According to the study text, how many of the eligible caregivers completed all three waves of data collection?

TEXT:
—————
Statistical Analyses

We report the results of two primary analyses conducted with R version 4.0.2 (R Core Team, 2016).

Are Caregiver Worries About Disclosure Realized?

The first analysis involved the subset of 65 caregivers who reported that their child learned his or her HIV-positive status at some point during the study period. We calculated the proportion of caregivers who expressed a particular worry pre-disclosure and compared it to the proportion of caregivers who reported this outcome post-disclosure. For caregivers who reported that the disclosure took place between the baseline and 6-month follow-up survey, we used the baseline data for the pre-disclosure assessment and the 6-month survey for the post-disclosure assessment. For caregivers who reported that the disclosure took place between the 6- and 12-month follow-up surveys, we used the 6-month survey for the pre-disclosure assessment and the 12-month survey for the post-disclosure assessment.

What is the Impact of Disclosing on Child, Caregiver, and Family Well-Being Outcomes?

In the second analysis, we used data from all 111 caregivers to estimate the impact of disclosing on child well-being, caregiver well-being, and family relationship quality over time through a quasi-experimental difference-in-differences analysis. We fit separate Bayesian multilevel regressions of the well-being outcomes on an indicator of disclosure status at the 12-month follow-up survey (0 non-disclosed; 1 disclosed), an indicator of whether the outcome was observed before (0) or after disclosure (1), dummy variables indicating if the observation came from the 6-month or 12-month follow-up survey, and several baseline covariates (caregiver education status, marital status, and HIV serostatus). We developed the causal directed acyclic graph presented in Figure A1 to identify this minimally sufficient covariate adjustment set for estimating the effect of disclosure on well-being outcomes. The models also included a random effect for person to account for the repeated measurement (baseline, 6-month follow-up, 12-month follow-up). We fit these models in a Bayesian setup with default priors using the {brms} package, using Markov-Chain Monte Carlo estimation to sample from the posterior distributions (version 2.13.5; Bürkner, 2018). In the interest of transparency and completeness, we also present the results of a multiverse analysis that implements different analytical decisions.

Ethical Review

Institutional review boards at OMITTED joined the Joint Parirenyatwa Hospital and College of Health Sciences Research Committee and the Medical Research Council of Zimbabwe in reviewing and approving the study protocol. All study participants provided written informed consent.

Results

Sample Characteristics

Of the 123 eligible caregivers in the prospective cohort, 111 completed all three waves of data collection (90%). Table A1 in the Appendix compares the found and unfound subgroups. Baseline characteristics of the complete data sample are reported in Table 1. The majority of caregivers were female with an average age of 49.4 years (range 18 to 86 years). Most caregivers were married with households categorized in the two poorest wealth quintiles relative to national data. 3 out of 5 caregivers surveyed were not biological parents, with grandparents making up 35% of the sample. The sample of reference children was balanced on gender, and the average child was 11.7 years old (range 9 to 15 years). Caregivers of children who learned their HIV status during the study follow-up period were slightly younger on average and more educated, but otherwise very similar to the caregivers of children who did not learn their HIV status.
—————
[Collected data]
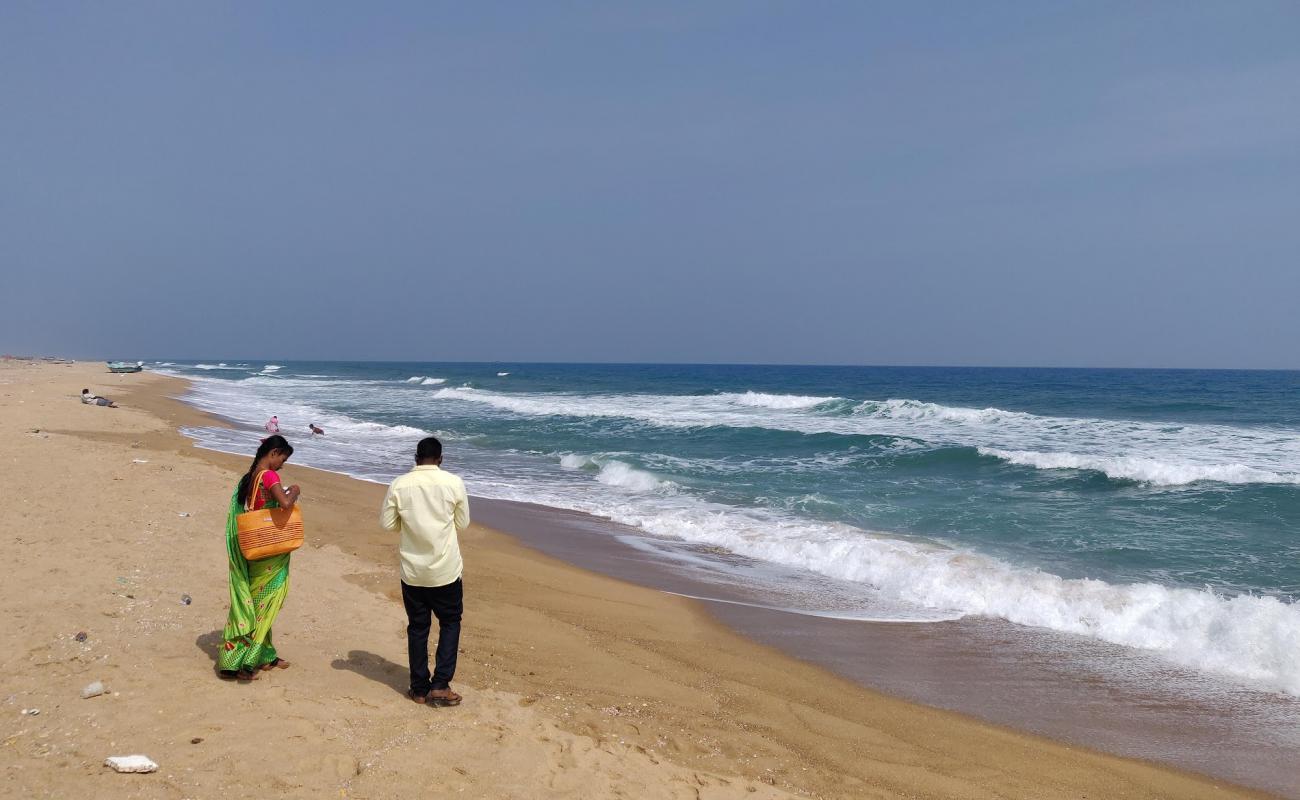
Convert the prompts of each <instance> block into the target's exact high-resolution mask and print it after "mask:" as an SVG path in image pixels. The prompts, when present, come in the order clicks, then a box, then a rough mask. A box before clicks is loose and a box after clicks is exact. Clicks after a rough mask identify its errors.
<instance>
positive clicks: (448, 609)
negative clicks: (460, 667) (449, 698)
mask: <svg viewBox="0 0 1300 800" xmlns="http://www.w3.org/2000/svg"><path fill="white" fill-rule="evenodd" d="M402 604H403V605H406V607H407V657H408V658H409V660H411V691H412V692H413V693H416V695H428V693H429V689H430V688H433V689H445V688H447V687H448V686H450V684H451V678H452V676H454V675H455V674H456V650H458V649H459V647H460V615H461V614H463V613H464V587H463V584H461V581H460V579H456V581H455V583H448V584H447V585H445V587H412V585H408V584H407V583H406V581H402ZM430 614H433V615H434V617H437V618H438V650H437V653H435V654H434V662H433V678H432V679H430V678H429V628H430V619H429V615H430Z"/></svg>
—————
WRITTEN ANSWER:
111 of the 123 eligible caregivers (90%) completed all three waves.